# Passage shown
- Opening Delimiter -

How embarrassing! We returned from Tanzania on June 12, 2006 (Yes, 2006) and only now am I posting my trip report. You would never belive that I started writing it in August! I feel guilty for not writing and posting this earlier – this forum proved indispensable in the planning of our dream trip to Tanzania. I apologize for not giving back to the forum earlier. I am just happy I listened to everyone and brought a travel journey – I chronicled our adventures in great detail. I didn’t want to ever forget a minute of it.

Since returning from Africa, I have been trying to learn more about this fascinating and forgotten continent. I have read Stephen Lewis’ book Race Against Time and am trying to figure out how I can help Africa and how all tourists can help Africa…there is more about that at the end, for now let’s concentrate on the trip of our lifetime. I will post this is segments, it is too long for one posting.

- Closing Delimiter -

# What you will do
Which proper names of places, people and books appear in the trip report opening?

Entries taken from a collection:
- Opening Delimiter -

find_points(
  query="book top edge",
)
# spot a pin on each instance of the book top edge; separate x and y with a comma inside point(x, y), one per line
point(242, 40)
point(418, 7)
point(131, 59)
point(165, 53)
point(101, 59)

- Closing Delimiter -

# Solution to the problem
Tanzania, Africa, Stephen Lewis, Race Against Time